- **Source records**:
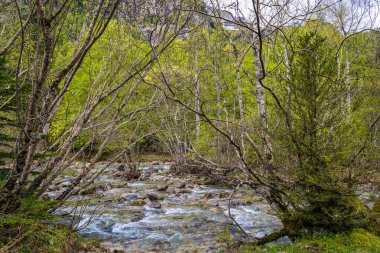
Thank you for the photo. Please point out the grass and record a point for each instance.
(32, 229)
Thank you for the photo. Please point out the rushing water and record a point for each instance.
(191, 219)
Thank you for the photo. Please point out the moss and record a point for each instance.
(33, 229)
(376, 206)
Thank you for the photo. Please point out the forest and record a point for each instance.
(189, 126)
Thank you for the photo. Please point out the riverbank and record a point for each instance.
(157, 211)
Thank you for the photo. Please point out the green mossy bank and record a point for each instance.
(33, 229)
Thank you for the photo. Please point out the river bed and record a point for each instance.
(185, 217)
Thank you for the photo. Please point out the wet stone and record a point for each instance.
(129, 197)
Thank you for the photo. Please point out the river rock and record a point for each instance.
(137, 202)
(207, 195)
(184, 191)
(137, 218)
(153, 196)
(151, 170)
(163, 188)
(223, 195)
(119, 174)
(45, 197)
(161, 245)
(129, 196)
(154, 204)
(121, 167)
(119, 185)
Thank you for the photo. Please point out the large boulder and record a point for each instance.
(121, 167)
(162, 188)
(129, 196)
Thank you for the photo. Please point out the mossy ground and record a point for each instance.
(354, 242)
(33, 229)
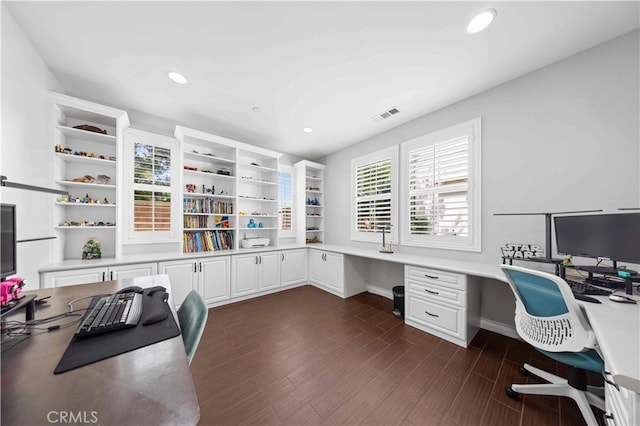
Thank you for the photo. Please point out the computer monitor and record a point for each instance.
(615, 236)
(8, 264)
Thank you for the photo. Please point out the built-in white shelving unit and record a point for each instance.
(228, 186)
(86, 165)
(309, 202)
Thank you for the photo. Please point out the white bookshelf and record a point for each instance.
(309, 202)
(224, 172)
(89, 156)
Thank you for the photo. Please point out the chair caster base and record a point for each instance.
(511, 393)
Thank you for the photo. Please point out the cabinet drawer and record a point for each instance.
(447, 319)
(436, 293)
(615, 405)
(434, 277)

- **What is being asked**:
Copy every one of the records above word for word, leaving out the pictures.

- **The solution**:
Thank you for the photo. Please point out the grass and record a point for each instance.
(32, 229)
Thank you for the photo. Please point out the rushing water and record a point for each instance.
(191, 219)
Thank you for the photo. Please point out the moss and record a point for each instance.
(33, 229)
(376, 206)
Thank you for the photo. Please point out the forest and record a point for each instance.
(189, 126)
Thank you for the photo. Please point out the riverbank and record a point for each instance.
(157, 211)
Thank you for the photo. Please point out the green mossy bank and record a point for each instance.
(33, 229)
Thank you for the photo. Please point out the river bed and record a point for each instance.
(185, 217)
Thank you for the photo. Please point out the wet stone and record a point for each instance.
(129, 197)
Thank you for the photo. Please point out the river rock and record a point for each instance.
(137, 202)
(207, 195)
(184, 191)
(137, 218)
(153, 196)
(151, 170)
(163, 188)
(223, 195)
(119, 174)
(45, 197)
(161, 245)
(129, 196)
(154, 204)
(121, 167)
(119, 185)
Thank you for the photo. Please point out the large boulder and record a point for each instance.
(121, 167)
(162, 188)
(129, 196)
Thank you for the photo. Please point out the mossy ground and record a point for each instance.
(354, 242)
(33, 229)
Thank you for the photo. Please point out the computer monitor and record a point for each instance.
(615, 236)
(8, 264)
Thank you for the photo. Please point out the built-in white shelving unit and record a point for each instance.
(228, 186)
(86, 165)
(309, 202)
Thank you for the photo. Please point out the white bookshelf and record a point for each instance.
(309, 202)
(224, 172)
(89, 156)
Thank you for the photo. Please point out the chair caster base and record a point for each instance.
(511, 393)
Thank you for the photo. Please point out the cabinet drawer and record a point for each instance.
(447, 319)
(436, 293)
(615, 405)
(434, 277)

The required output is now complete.